Exercise data:
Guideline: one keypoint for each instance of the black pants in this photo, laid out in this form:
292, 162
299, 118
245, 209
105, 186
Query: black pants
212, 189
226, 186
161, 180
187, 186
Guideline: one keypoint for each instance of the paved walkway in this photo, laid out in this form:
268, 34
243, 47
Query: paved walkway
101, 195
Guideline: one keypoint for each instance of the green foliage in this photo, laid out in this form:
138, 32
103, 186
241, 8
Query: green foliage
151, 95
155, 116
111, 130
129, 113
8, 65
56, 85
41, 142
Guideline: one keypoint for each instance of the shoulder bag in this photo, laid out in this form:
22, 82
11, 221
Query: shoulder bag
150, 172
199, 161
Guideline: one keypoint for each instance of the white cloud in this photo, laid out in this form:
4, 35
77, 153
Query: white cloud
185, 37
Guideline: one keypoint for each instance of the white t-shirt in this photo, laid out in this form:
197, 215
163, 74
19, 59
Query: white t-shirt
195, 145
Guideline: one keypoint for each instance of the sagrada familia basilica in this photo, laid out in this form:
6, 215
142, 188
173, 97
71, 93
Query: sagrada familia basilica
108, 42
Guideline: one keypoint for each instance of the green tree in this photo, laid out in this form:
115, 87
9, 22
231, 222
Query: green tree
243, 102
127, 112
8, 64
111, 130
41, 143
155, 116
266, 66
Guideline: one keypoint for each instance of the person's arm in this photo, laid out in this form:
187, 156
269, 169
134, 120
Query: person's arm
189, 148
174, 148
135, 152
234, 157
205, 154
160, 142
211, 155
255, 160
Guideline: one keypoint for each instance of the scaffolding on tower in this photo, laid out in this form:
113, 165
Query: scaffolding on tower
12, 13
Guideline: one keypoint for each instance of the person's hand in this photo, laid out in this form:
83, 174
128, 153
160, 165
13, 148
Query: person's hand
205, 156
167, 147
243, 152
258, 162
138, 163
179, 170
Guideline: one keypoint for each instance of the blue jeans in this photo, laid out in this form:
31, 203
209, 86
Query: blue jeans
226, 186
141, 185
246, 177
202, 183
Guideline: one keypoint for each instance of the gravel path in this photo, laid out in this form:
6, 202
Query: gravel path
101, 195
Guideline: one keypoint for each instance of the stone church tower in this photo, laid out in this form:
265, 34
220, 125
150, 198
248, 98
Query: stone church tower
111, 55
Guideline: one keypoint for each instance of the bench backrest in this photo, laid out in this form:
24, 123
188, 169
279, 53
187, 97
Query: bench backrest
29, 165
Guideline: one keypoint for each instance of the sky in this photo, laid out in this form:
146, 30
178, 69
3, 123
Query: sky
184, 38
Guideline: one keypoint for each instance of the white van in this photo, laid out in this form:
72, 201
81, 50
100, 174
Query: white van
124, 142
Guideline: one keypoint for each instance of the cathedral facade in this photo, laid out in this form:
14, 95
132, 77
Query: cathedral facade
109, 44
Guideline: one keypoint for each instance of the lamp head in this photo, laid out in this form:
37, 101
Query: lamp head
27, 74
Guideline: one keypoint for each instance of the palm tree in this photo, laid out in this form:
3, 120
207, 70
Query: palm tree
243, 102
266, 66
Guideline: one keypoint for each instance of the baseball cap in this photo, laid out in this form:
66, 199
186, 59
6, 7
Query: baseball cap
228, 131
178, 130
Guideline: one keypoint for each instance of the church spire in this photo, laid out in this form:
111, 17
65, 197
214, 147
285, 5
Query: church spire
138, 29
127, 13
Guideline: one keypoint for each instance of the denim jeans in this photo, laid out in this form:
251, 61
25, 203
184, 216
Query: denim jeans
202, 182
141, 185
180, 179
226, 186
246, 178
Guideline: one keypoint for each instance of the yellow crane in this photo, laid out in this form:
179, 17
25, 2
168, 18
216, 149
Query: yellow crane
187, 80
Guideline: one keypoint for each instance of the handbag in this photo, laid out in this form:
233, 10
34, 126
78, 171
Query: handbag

To do: Please quote exactly the lines from the one containing "Guideline: one keypoint for each instance of the handbag" through the last line of the records above, both included, and nothing else.

Result of the task:
Guideline: one keypoint for each instance of the handbag in this photo, laid out in this form:
233, 10
34, 126
78, 171
Query: handbag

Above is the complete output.